> **Selected text**:
________________________

Create a class that runs the scenario.


class GlueCrawlerJobScenario:
    """
    Encapsulates a scenario that shows how to create an AWS Glue crawler and job and use
    them to transform data from CSV to JSON format.
    """

    def __init__(self, glue_client, glue_service_role, glue_bucket):
        """
        :param glue_client: A Boto3 AWS Glue client.
        :param glue_service_role: An AWS Identity and Access Management (IAM) role
                                  that AWS Glue can assume to gain access to the
                                  resources it requires.
        :param glue_bucket: An S3 bucket that can hold a job script and output data
                            from AWS Glue job runs.
        """
        self.glue_client = glue_client
        self.glue_service_role = glue_service_role
        self.glue_bucket = glue_bucket

    @staticmethod
    def wait(seconds, tick=12):
        """
        Waits for a specified number of seconds, while also displaying an animated
        spinner.

        :param seconds: The number of seconds to wait.

________________________

> **Problems to work on**:
- a) Which parameter names follow ":param" in the Glue crawler scenario code?
- b) Can you write out the Glue crawler scenario code again, starting at the words "Create a class" and stopping after "AWS Glue client.", with "Parquet" substituted for "CSV"?
- c) Could you resume the Glue crawler scenario code from the point where it stops?

> **Information provided**:
________________________

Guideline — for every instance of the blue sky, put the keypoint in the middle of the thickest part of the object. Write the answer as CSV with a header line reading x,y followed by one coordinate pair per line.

________________________

> **Answers for this exercise**:
- a) glue_client, glue_service_role, glue_bucket, seconds

- b)
Create a class that runs the scenario.


class GlueCrawlerJobScenario:
    """
    Encapsulates a scenario that shows how to create an AWS Glue crawler and job and use
    them to transform data from Parquet to JSON format.
    """

    def __init__(self, glue_client, glue_service_role, glue_bucket):
        """
        :param glue_client: A Boto3 AWS Glue client.

- c)
        :param tick: The number of frames per second used to animate the spinner.
        """
        progress = "|/-\\"
        waited = 0
        while waited < seconds:
            for frame in range(tick):
                sys.stdout.write(f"\r{progress[frame % len(progress)]}")
                sys.stdout.flush()
                time.sleep(1 / tick)
            waited += 1

    def upload_job_script(self, job_script):
        """
        Uploads a Python ETL script to an S3 bucket. The script is used by the AWS Glue
        job to transform data.

        :param job_script: The relative path to the job script.
        """
        try:
            self.glue_bucket.upload_file(Filename=job_script, Key=job_script)
            print(f"Uploaded job script '{job_script}' to the example bucket.")
        except S3UploadFailedError as err:
            logger.error("Couldn't upload job script. Here's why: %s", err)
            raise

    def run(self, crawler_name, db_name, db_prefix, data_source, job_script, job_name):
        """
        Runs the scenario. This is an interactive experience that runs at a command
        prompt and asks you for input throughout.

        :param crawler_name: The name of the crawler used in the scenario. If the
                             crawler does not exist, it is created.
        :param db_name: The name to give the metadata database created by the crawler.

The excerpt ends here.